# PASSAGE SHOWN:

↓

Out-Law News 4 min. read

Government report proposes independent assessments and job-brokering for long term absent


An independent service should assess employees who are signed off work with long-term health conditions, a Government report has recommended.

The Department for Work and Pensions (DWP) commissioned the report, by health and business experts Dame Carol Black and David Frost, in February. It said that the assessment plan could save employers £100 million a year,

The report (106-page / 1.6MB PDF) also proposed a state-supported 'job brokering' service, designed to help people who cannot carry out their current job find one that they can do with a different employer.

The authors suggested that costs associated with employing people with long-term health conditions, such as medical treatments or vocational rehabilitation, should attract tax relief.

Former head of the British Chamber of Commerce David Frost, who co-authored the report, said that its suggestions would help employers to make "informed judgments" about a return to work for their staff.

"Evidence clearly shows that the longer you are out of work the harder it becomes to get back in. But in many cases sickness absence is due to health conditions that are nonetheless compatible with work – and can often be improved by work," he said.

Each year around 11 million employees take sick leave, according to DWP figures. Although most of those people make a speedy return to work, around 300,000 go on to claim health-related benefits, it said.

The Government described this as a "huge loss in economic potential", which costs the taxpayer £13 billion in benefits each year while reducing economic output by £15bn.

Selwyn Blyth, an employment law expert with Pinsent Masons, the law firm behind Out-Law.com, described the report's recommendations as "innovative".

"The report opens with the presumption that work itself, and the right to work, is good for a person's wellbeing. It challenges the perception that sickness support is just a question of getting people out of the benefits system and back into work, and focuses on what they are capable of rather than what they are not capable of," he said.

"I suspect that there is some political agenda behind the findings, because the Government takes the view that the current benefits system is spiralling out of control."

The report recommended the introduction of a new Government-funded Independent Assessment Service (IAS), which would provide an in-depth assessment of an employee's physical and mental health along with advice about how that individual could be supported to return to work. It recommends that the service be used when an employee has been absent from work due to a health condition for more than four weeks.

"Currently the majority of people seeking a medical certificate are signed off as completely unfit. Unless this is addressed, employers cannot make adjustments to help people whose illness is compatible with a return to work. Solving this issue is the first crucial step in stemming sickness absence and inactivity," the report said.

"The primary role of GPs is the care and treatment of their patients and they do not have strong incentives to consider state and employer costs," it said.

A free state-supported job-brokering service could be offered to anybody with a sickness absence period of 20 weeks or more, the report said. The new system could save up to £300m a year, with an increase in economic output of up to £800m.

"Under the current system, there is a duty on an employer to make reasonable adjustments for an employee, although that system is geared more towards disability. Those adjustments can, in some circumstances, include redeployment which often proves controversial - a cynical employer could take the view that this is shifting the problem," Selwyn Blyth said.

↑

# WORK ORDER 1:
Copy from the news item on sickness absence the part starting with "Government report proposes" and going on through "attract tax relief.".
# WORK ORDER 2:
In the news item on sickness absence, why does the report call fixing the current medical certificate practice the first crucial step in stemming sickness absence?

# RECORDS SUPPLIED:
↓

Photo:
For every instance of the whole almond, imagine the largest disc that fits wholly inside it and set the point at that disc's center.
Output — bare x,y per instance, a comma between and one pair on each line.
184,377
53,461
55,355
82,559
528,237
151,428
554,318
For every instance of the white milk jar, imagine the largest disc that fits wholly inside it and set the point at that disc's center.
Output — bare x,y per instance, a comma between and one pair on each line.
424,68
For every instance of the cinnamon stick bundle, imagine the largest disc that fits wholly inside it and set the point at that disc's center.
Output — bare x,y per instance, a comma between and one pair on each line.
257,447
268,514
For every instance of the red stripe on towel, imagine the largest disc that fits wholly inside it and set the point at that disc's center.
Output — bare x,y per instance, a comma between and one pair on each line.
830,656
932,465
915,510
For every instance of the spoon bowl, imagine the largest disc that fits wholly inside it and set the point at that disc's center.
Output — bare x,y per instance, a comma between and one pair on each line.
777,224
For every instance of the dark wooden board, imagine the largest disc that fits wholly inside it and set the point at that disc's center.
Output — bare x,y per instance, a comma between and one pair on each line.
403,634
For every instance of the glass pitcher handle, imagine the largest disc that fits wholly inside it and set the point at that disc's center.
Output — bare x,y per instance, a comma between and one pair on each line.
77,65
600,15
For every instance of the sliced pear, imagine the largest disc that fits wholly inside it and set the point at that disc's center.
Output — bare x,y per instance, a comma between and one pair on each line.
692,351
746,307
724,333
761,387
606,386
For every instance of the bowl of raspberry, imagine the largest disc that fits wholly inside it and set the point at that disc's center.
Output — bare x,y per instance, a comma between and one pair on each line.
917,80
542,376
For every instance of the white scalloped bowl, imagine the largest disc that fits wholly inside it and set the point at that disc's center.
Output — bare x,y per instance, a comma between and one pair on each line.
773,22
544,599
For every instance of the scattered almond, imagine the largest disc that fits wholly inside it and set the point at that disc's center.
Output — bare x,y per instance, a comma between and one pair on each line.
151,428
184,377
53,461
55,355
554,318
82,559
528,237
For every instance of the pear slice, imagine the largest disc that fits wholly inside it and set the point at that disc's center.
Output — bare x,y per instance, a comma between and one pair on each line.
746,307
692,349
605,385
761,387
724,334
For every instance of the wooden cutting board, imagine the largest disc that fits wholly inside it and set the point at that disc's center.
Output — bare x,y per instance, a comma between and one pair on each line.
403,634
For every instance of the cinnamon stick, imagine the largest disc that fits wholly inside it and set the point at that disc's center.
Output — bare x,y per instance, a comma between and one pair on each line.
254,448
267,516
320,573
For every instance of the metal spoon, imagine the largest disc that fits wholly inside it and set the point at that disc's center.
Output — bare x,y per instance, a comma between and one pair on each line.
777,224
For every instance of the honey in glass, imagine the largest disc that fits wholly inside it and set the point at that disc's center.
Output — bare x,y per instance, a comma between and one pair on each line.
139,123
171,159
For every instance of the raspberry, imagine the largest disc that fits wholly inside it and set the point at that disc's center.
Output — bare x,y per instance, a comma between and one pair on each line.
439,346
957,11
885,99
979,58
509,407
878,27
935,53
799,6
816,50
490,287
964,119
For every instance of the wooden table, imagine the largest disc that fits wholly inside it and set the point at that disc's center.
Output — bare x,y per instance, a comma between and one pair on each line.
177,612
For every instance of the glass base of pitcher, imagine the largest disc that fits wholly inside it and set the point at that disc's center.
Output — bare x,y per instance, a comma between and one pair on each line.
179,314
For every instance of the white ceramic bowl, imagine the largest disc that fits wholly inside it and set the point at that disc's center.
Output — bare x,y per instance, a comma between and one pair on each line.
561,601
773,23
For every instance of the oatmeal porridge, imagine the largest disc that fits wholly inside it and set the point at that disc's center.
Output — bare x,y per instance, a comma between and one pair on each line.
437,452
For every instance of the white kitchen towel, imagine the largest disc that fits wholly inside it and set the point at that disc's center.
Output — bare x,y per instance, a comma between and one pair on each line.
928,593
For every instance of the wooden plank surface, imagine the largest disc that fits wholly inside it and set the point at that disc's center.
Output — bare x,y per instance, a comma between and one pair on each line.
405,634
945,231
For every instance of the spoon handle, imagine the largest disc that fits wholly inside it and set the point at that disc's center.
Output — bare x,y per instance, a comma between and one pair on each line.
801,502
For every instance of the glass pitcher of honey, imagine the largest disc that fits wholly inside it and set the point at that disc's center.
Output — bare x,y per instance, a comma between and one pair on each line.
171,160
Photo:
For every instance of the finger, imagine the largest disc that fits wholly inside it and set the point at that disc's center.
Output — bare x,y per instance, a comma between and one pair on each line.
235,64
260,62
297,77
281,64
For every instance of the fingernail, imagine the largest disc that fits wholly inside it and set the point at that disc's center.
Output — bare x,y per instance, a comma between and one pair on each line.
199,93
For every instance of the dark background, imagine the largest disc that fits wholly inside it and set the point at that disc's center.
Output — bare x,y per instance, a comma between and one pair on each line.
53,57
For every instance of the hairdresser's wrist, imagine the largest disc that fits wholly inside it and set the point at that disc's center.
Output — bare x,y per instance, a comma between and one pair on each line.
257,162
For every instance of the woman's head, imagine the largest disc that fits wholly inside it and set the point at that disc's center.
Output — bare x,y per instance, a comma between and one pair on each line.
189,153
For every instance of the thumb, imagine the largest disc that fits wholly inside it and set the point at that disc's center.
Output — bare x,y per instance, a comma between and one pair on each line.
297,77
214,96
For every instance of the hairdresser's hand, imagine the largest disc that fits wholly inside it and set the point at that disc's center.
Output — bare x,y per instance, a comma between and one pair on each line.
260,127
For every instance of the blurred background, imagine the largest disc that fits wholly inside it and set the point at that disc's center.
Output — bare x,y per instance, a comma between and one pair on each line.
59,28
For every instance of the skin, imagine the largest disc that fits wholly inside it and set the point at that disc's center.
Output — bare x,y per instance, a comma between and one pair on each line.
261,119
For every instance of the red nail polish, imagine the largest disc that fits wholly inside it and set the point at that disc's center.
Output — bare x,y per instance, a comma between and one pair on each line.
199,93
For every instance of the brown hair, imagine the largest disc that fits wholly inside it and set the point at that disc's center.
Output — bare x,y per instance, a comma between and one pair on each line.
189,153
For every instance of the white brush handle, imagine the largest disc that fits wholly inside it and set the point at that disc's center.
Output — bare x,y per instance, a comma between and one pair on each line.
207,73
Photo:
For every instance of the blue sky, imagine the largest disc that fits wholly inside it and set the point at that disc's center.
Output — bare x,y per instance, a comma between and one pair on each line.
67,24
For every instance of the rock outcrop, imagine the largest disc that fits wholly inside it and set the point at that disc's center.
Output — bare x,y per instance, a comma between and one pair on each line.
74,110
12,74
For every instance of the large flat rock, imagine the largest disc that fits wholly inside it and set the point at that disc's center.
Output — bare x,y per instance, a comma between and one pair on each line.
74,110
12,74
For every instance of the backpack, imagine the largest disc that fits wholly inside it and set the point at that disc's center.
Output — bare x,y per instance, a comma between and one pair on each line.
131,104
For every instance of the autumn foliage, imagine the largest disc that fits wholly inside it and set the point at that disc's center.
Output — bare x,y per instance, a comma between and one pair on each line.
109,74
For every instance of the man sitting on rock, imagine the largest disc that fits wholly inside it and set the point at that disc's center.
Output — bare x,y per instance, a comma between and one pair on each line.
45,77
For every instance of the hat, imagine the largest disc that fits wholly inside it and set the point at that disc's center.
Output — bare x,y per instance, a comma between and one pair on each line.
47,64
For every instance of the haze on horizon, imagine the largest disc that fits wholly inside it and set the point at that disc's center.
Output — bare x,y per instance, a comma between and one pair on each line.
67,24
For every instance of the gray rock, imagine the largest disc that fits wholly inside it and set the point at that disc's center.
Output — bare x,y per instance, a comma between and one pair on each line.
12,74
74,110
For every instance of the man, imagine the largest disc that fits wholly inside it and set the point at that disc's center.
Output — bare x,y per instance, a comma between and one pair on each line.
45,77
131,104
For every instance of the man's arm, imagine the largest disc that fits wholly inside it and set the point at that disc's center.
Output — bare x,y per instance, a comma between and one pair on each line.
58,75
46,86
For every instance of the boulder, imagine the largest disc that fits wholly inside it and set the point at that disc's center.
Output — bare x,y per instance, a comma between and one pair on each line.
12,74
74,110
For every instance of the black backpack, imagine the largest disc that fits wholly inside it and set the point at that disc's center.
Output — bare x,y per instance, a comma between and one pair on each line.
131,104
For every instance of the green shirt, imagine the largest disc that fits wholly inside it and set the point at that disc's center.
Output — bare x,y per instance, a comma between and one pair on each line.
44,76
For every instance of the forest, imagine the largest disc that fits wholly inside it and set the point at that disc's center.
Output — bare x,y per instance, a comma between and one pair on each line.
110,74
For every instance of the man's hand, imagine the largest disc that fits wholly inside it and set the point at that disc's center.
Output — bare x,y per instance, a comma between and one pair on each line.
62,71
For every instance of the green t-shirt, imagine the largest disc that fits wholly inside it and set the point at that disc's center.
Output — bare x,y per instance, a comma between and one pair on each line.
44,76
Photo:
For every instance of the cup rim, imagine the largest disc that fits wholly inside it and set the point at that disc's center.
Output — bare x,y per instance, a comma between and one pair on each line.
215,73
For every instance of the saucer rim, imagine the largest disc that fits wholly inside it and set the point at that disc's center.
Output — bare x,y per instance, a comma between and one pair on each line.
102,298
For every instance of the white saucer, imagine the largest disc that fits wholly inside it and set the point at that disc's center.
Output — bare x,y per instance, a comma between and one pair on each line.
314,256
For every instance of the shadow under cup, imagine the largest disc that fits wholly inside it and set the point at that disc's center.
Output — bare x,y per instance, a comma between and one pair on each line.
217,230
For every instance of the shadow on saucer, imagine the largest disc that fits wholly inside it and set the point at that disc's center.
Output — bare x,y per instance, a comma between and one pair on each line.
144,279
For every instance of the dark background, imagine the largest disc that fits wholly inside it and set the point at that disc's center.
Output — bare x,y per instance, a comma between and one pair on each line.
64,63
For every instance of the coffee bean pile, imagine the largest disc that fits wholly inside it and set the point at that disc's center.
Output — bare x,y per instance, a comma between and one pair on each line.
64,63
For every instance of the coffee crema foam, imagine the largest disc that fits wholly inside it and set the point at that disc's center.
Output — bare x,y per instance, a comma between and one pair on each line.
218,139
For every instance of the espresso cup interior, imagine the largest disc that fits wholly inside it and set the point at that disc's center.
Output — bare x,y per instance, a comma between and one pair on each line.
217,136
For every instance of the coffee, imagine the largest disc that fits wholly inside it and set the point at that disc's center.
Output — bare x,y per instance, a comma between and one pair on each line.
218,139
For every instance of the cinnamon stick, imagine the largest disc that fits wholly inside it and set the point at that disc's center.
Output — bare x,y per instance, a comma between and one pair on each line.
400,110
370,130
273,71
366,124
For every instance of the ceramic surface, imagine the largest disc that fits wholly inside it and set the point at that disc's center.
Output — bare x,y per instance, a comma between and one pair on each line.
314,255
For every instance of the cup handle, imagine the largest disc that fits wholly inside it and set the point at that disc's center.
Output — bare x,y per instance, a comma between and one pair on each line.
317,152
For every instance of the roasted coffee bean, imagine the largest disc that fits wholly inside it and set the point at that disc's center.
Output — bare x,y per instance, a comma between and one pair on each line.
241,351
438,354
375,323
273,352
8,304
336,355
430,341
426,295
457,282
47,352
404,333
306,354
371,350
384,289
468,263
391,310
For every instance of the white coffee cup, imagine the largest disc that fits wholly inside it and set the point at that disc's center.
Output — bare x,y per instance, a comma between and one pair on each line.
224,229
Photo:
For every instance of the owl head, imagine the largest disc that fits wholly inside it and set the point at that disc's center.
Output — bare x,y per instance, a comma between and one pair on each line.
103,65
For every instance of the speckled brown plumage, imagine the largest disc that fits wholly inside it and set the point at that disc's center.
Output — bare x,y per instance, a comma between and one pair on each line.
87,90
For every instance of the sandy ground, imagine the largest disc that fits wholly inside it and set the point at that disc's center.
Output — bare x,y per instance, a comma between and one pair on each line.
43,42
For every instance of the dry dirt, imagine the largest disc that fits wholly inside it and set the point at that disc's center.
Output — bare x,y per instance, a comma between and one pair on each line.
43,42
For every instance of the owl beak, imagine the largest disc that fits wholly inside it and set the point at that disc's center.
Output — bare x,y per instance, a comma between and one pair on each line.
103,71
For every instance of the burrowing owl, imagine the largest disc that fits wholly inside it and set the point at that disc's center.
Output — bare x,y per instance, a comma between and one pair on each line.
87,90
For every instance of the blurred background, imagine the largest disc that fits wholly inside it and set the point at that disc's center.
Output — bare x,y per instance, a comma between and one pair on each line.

↑

# TASK RESPONSE 1:
Government report proposes independent assessments and job-brokering for long term absent


An independent service should assess employees who are signed off work with long-term health conditions, a Government report has recommended.

The Department for Work and Pensions (DWP) commissioned the report, by health and business experts Dame Carol Black and David Frost, in February. It said that the assessment plan could save employers £100 million a year,

The report (106-page / 1.6MB PDF) also proposed a state-supported 'job brokering' service, designed to help people who cannot carry out their current job find one that they can do with a different employer.

The authors suggested that costs associated with employing people with long-term health conditions, such as medical treatments or vocational rehabilitation, should attract tax relief.

# TASK RESPONSE 2:
Most people seeking a medical certificate are currently signed off as completely unfit. Unless that changes, employers cannot make adjustments to help people whose illness is compatible with a return to work.